WHAT THIS TASK INVOLVES |
Only the lines from the start of the entries up to and including the line with "153L105 200L106 193L80" should be written out, exactly as they stand.

── DATASET EXTRACT

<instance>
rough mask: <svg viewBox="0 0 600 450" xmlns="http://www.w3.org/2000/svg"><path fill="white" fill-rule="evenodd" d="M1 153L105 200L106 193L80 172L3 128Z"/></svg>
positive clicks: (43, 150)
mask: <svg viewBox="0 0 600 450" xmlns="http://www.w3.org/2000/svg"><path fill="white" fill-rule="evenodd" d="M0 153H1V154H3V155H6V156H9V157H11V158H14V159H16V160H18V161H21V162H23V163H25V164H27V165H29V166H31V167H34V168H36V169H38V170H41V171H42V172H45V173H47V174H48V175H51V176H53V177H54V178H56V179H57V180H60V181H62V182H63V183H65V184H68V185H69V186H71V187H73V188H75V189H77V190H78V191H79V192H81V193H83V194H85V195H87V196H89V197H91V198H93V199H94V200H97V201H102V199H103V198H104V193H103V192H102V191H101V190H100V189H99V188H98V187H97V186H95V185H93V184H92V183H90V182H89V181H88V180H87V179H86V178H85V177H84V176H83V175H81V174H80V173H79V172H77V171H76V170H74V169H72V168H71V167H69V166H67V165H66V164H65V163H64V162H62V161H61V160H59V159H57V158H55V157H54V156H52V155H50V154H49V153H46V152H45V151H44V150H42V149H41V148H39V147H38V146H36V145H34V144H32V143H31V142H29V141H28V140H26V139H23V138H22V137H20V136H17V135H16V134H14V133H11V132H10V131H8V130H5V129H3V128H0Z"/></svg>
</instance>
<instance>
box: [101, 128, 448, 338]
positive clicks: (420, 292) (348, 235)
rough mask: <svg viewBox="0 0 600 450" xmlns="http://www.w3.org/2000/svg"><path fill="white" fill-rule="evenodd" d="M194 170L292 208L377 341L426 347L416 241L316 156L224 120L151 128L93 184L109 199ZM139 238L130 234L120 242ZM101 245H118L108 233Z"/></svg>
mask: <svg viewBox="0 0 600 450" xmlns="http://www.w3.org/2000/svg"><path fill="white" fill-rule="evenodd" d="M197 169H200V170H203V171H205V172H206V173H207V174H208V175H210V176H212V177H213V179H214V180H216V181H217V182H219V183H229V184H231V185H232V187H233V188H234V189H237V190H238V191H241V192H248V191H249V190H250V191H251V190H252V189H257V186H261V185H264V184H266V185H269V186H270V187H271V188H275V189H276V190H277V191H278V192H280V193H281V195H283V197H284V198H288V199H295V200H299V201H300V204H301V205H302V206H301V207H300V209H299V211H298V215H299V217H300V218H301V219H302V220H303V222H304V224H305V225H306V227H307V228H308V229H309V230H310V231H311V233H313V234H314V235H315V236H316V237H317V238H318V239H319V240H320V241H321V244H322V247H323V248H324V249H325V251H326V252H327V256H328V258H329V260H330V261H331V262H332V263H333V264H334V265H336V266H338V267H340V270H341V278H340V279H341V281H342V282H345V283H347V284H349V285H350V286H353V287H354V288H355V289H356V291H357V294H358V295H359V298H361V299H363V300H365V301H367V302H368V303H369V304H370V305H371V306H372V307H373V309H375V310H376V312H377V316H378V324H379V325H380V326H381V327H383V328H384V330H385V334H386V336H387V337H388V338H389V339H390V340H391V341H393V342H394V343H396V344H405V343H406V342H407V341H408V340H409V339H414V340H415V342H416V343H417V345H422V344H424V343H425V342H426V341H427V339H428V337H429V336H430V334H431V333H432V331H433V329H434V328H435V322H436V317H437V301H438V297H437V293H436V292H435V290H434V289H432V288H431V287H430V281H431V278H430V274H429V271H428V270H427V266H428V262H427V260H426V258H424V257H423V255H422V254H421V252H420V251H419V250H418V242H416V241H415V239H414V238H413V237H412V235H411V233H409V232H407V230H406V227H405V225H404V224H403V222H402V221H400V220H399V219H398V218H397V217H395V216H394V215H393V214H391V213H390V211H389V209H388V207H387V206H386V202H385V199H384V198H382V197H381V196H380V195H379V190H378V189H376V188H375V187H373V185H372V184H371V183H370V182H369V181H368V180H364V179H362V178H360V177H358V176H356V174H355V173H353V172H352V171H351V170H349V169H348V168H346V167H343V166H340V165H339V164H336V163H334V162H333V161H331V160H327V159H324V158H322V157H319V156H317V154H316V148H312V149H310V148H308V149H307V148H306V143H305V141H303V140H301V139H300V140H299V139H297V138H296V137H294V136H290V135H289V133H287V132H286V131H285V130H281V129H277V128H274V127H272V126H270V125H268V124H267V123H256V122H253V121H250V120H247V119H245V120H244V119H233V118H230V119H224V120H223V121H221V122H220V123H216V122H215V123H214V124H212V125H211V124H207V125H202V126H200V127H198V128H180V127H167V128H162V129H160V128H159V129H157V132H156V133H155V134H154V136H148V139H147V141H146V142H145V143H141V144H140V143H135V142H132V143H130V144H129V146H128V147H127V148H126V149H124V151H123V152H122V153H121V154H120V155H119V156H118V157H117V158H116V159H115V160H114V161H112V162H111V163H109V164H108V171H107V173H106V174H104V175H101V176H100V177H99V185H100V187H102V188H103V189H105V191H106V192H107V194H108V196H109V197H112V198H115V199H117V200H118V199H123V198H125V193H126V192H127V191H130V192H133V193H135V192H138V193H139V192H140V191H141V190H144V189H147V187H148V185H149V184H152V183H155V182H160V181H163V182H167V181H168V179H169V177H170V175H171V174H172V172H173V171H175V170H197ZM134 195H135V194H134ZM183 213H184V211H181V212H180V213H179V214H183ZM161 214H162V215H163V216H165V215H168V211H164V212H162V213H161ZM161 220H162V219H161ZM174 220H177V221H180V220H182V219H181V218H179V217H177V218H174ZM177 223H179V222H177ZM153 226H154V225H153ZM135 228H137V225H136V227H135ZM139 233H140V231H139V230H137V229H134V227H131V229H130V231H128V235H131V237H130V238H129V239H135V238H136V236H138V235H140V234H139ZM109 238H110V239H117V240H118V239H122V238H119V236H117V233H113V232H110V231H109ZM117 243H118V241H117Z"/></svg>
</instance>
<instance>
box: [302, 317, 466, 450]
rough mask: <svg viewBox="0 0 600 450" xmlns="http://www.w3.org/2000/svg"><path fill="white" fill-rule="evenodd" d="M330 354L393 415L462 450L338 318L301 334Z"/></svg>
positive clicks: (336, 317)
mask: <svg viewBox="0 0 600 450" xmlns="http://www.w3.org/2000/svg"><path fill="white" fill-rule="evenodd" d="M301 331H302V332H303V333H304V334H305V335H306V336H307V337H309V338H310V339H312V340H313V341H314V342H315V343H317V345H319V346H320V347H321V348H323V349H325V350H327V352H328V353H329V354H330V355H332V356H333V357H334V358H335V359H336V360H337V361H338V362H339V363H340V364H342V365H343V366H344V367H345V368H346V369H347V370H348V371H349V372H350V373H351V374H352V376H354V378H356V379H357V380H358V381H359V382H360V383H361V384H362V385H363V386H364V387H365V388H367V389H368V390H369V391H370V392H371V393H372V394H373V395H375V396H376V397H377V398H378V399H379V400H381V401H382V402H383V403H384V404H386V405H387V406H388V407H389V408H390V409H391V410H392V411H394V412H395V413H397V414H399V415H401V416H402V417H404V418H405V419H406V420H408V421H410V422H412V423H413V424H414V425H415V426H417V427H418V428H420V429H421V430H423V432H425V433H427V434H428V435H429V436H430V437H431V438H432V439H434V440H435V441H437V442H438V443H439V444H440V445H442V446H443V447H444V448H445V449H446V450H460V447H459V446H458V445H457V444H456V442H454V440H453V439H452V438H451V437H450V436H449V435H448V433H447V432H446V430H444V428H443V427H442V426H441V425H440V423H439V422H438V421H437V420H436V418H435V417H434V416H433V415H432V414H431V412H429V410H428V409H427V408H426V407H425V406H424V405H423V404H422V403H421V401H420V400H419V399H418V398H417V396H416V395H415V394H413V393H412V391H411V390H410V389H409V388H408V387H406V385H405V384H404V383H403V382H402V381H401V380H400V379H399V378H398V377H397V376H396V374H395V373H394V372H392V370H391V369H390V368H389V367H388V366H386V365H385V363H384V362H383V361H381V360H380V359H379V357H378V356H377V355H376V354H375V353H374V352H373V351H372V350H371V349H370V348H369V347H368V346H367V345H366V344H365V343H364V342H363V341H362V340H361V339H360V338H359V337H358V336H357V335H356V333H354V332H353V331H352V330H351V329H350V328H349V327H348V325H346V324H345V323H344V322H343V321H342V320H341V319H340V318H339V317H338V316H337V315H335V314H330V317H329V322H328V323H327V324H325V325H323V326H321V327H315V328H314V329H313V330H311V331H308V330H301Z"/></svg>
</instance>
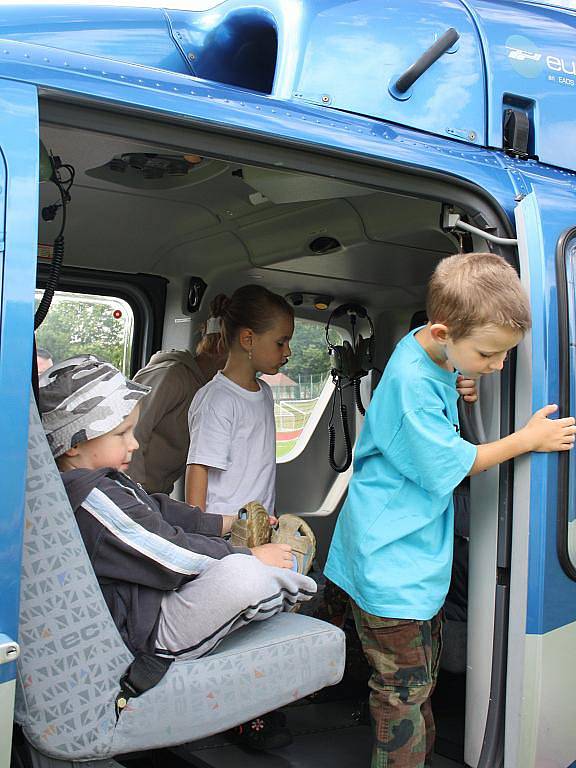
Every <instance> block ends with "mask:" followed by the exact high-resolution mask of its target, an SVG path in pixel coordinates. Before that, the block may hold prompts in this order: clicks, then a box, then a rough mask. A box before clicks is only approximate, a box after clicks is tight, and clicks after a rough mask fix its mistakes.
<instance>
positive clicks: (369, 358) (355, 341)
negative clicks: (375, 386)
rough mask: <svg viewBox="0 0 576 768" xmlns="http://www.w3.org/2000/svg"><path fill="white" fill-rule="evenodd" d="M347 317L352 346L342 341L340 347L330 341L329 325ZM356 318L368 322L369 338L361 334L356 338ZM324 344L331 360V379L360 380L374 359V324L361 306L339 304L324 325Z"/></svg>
mask: <svg viewBox="0 0 576 768" xmlns="http://www.w3.org/2000/svg"><path fill="white" fill-rule="evenodd" d="M344 315H348V317H349V319H350V324H351V326H352V344H350V342H349V341H344V343H343V344H342V345H339V344H333V343H332V342H331V341H330V323H332V322H333V321H334V320H335V319H336V318H338V317H343V316H344ZM358 318H360V319H362V320H368V323H369V325H370V336H369V337H368V338H367V339H364V338H363V337H362V335H361V334H359V335H358V338H356V322H357V320H358ZM326 344H327V345H328V353H329V354H330V357H331V358H332V378H341V379H348V380H349V381H356V380H360V379H361V378H362V377H363V376H366V374H367V373H368V372H369V371H371V370H372V368H373V367H374V366H373V362H372V361H373V359H374V324H373V323H372V320H371V319H370V316H369V315H368V312H367V310H366V308H365V307H363V306H362V305H361V304H341V305H340V306H339V307H336V309H335V310H334V311H333V312H332V314H331V315H330V317H329V318H328V322H327V323H326Z"/></svg>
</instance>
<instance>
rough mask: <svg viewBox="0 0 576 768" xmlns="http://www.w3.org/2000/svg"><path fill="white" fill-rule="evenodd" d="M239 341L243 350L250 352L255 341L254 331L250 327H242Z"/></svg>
mask: <svg viewBox="0 0 576 768" xmlns="http://www.w3.org/2000/svg"><path fill="white" fill-rule="evenodd" d="M238 342H239V343H240V346H241V347H242V349H243V350H245V351H246V352H249V351H250V350H251V349H252V345H253V343H254V332H253V331H252V330H251V329H250V328H241V329H240V333H239V334H238Z"/></svg>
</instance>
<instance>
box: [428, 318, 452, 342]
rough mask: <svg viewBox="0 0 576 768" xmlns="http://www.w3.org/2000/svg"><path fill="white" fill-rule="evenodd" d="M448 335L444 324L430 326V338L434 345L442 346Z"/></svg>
mask: <svg viewBox="0 0 576 768" xmlns="http://www.w3.org/2000/svg"><path fill="white" fill-rule="evenodd" d="M449 335H450V334H449V333H448V328H447V327H446V326H445V325H444V323H432V325H431V326H430V336H432V338H433V340H434V341H435V342H436V344H441V345H442V346H444V345H445V344H446V343H447V341H448V337H449Z"/></svg>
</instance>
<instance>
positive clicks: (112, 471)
mask: <svg viewBox="0 0 576 768" xmlns="http://www.w3.org/2000/svg"><path fill="white" fill-rule="evenodd" d="M149 390H150V388H149V387H146V386H143V385H141V384H136V383H135V382H133V381H130V380H128V379H126V378H125V377H124V376H123V374H122V373H120V371H118V370H117V369H116V368H114V366H112V365H111V364H109V363H107V362H104V361H101V360H99V359H98V358H96V357H94V356H91V355H83V356H79V357H74V358H70V359H69V360H65V361H63V362H62V363H58V364H57V365H54V366H52V367H51V368H50V369H49V370H48V371H47V372H46V373H44V374H43V375H42V376H41V378H40V412H41V416H42V424H43V426H44V429H45V432H46V436H47V438H48V443H49V445H50V448H51V450H52V454H53V456H54V458H55V459H56V463H57V464H58V468H59V469H60V471H61V473H62V481H63V483H64V487H65V489H66V492H67V494H68V498H69V499H70V503H71V505H72V509H73V511H74V514H75V516H76V520H77V522H78V525H79V528H80V532H81V534H82V538H83V540H84V543H85V545H86V549H87V551H88V554H89V556H90V560H91V562H92V566H93V568H94V571H95V573H96V576H97V578H98V581H99V584H100V587H101V589H102V592H103V594H104V597H105V599H106V603H107V605H108V607H109V609H110V612H111V614H112V617H113V619H114V622H115V623H116V626H117V627H118V629H119V631H120V634H121V635H122V638H123V639H124V641H125V643H126V645H127V646H128V647H129V648H130V650H131V651H132V652H133V653H137V652H147V653H157V654H161V655H164V656H172V657H176V658H197V657H199V656H202V655H204V654H206V653H208V652H209V651H211V650H212V649H213V648H215V647H216V645H217V644H218V643H219V642H220V640H222V639H223V638H224V637H225V636H226V635H227V634H229V633H230V632H232V631H234V630H235V629H238V628H239V627H241V626H244V625H245V624H248V623H249V622H250V621H254V620H257V621H261V620H263V619H265V618H268V617H269V616H272V615H274V614H275V613H279V612H280V611H283V610H290V609H291V608H292V607H293V606H294V604H295V603H298V602H301V601H304V600H309V599H310V597H312V595H313V594H314V592H315V591H316V585H315V583H314V581H312V579H310V578H308V577H307V576H304V575H302V574H299V573H295V572H294V571H293V570H291V569H292V565H293V561H292V556H291V551H290V547H288V546H287V545H284V544H266V545H263V546H260V547H254V548H252V549H245V548H241V547H233V546H231V545H230V544H229V543H228V542H227V541H225V540H224V539H223V538H222V536H223V535H224V534H225V533H227V532H228V531H229V530H230V526H231V523H232V519H233V518H232V517H231V516H222V515H207V514H205V513H203V512H202V511H201V510H200V509H198V508H196V507H191V506H189V505H188V504H184V503H183V502H178V501H175V500H173V499H171V498H170V497H169V496H166V495H164V494H152V495H149V494H147V493H146V492H145V491H144V490H143V489H142V487H141V486H139V485H138V484H137V483H135V482H133V481H132V480H131V479H130V478H129V477H128V476H127V475H126V474H125V471H126V470H127V469H128V466H129V464H130V460H131V457H132V454H133V453H134V452H135V451H136V450H137V449H138V442H137V441H136V439H135V437H134V427H135V426H136V423H137V421H138V411H139V405H138V403H139V401H140V400H141V399H142V398H143V397H145V396H146V394H147V393H148V392H149Z"/></svg>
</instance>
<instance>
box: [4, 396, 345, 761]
mask: <svg viewBox="0 0 576 768" xmlns="http://www.w3.org/2000/svg"><path fill="white" fill-rule="evenodd" d="M20 645H21V656H20V660H19V667H18V686H17V696H16V720H17V722H19V723H20V724H21V725H22V726H23V729H24V733H25V735H26V737H27V739H28V741H29V742H30V743H31V744H32V745H33V746H34V747H36V749H38V750H39V751H40V752H41V753H43V754H45V755H48V756H51V757H54V758H60V759H62V760H66V761H76V760H95V759H96V760H97V759H103V758H106V757H111V756H114V755H117V754H121V753H123V752H130V751H138V750H142V749H148V748H154V747H163V746H171V745H175V744H181V743H184V742H187V741H193V740H195V739H198V738H203V737H205V736H209V735H211V734H213V733H218V732H220V731H223V730H225V729H227V728H230V727H232V726H234V725H237V724H238V723H241V722H244V721H246V720H249V719H251V718H253V717H256V716H257V715H260V714H262V713H263V712H267V711H270V710H272V709H275V708H276V707H279V706H282V705H284V704H287V703H289V702H290V701H294V700H295V699H298V698H301V697H302V696H306V695H308V694H309V693H312V692H313V691H316V690H319V689H320V688H323V687H324V686H326V685H333V684H334V683H337V682H338V681H339V680H340V678H341V677H342V674H343V668H344V635H343V633H342V632H341V631H340V630H338V629H336V628H335V627H333V626H331V625H329V624H325V623H324V622H321V621H318V620H316V619H311V618H309V617H306V616H298V615H294V614H280V615H278V616H275V617H273V618H271V619H269V620H267V621H264V622H257V623H254V624H252V625H250V626H248V627H246V628H245V629H242V630H240V631H238V632H236V633H234V634H233V635H231V636H230V637H228V638H226V640H225V641H224V642H223V643H222V644H221V645H220V646H219V647H218V648H217V649H216V651H214V652H213V653H212V654H210V655H209V656H206V657H204V658H202V659H196V660H195V661H177V662H175V663H174V664H172V666H171V667H170V669H169V670H168V672H167V674H166V675H165V677H164V678H163V679H162V680H161V682H160V683H159V684H158V685H157V686H156V687H155V688H153V689H152V690H150V691H148V692H147V693H145V694H143V695H142V696H140V697H139V698H135V699H131V700H130V702H129V704H128V706H127V707H126V709H125V710H124V711H123V712H122V714H121V716H120V718H119V720H118V722H116V716H115V712H114V700H115V697H116V694H117V693H118V681H119V680H120V677H121V676H122V674H123V672H124V671H125V670H126V668H127V667H128V665H129V664H130V662H131V660H132V655H131V654H130V652H129V651H128V649H127V648H126V646H125V645H124V643H123V641H122V639H121V638H120V635H119V633H118V631H117V629H116V627H115V625H114V623H113V621H112V618H111V617H110V614H109V612H108V609H107V607H106V604H105V602H104V598H103V597H102V594H101V592H100V588H99V586H98V583H97V581H96V577H95V575H94V572H93V570H92V567H91V565H90V561H89V559H88V556H87V553H86V550H85V548H84V545H83V543H82V539H81V537H80V532H79V530H78V527H77V525H76V521H75V519H74V515H73V513H72V510H71V508H70V505H69V503H68V499H67V497H66V493H65V491H64V487H63V485H62V482H61V480H60V476H59V473H58V470H57V468H56V465H55V463H54V460H53V459H52V455H51V453H50V450H49V448H48V444H47V442H46V438H45V436H44V432H43V430H42V426H41V423H40V419H39V417H38V412H37V410H36V406H35V405H34V404H33V405H32V408H31V421H30V433H29V450H28V479H27V490H26V525H25V534H24V550H23V567H22V583H21V595H20Z"/></svg>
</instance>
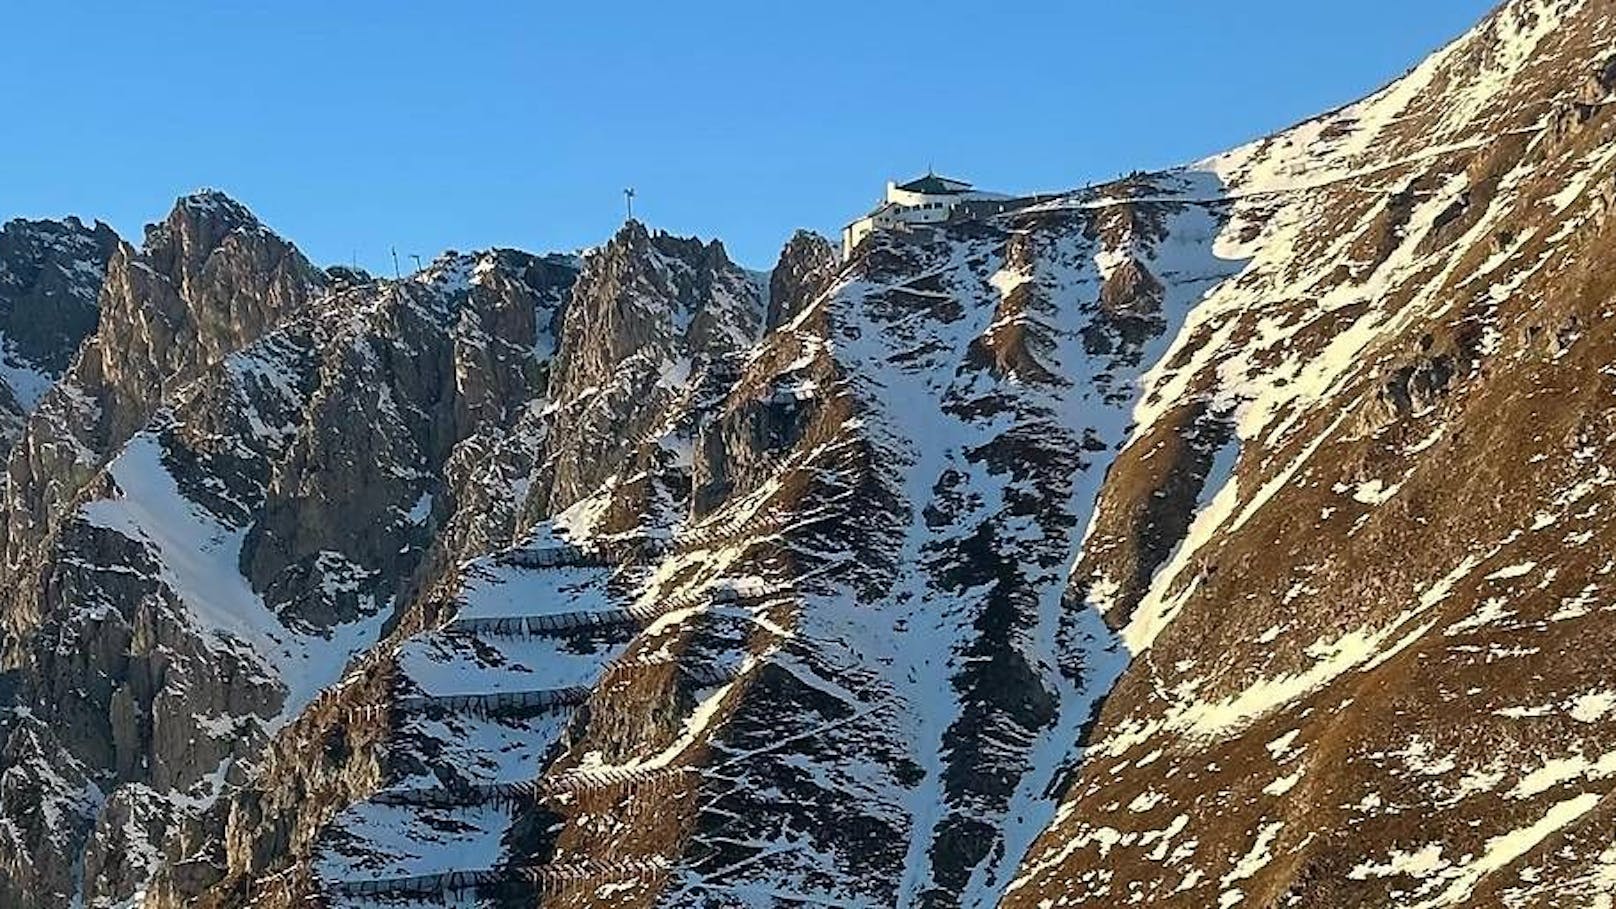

────

COMPLETED TASK |
<instance>
rough mask: <svg viewBox="0 0 600 450" xmlns="http://www.w3.org/2000/svg"><path fill="white" fill-rule="evenodd" d="M1 153L105 200L106 193L80 172L3 128Z"/></svg>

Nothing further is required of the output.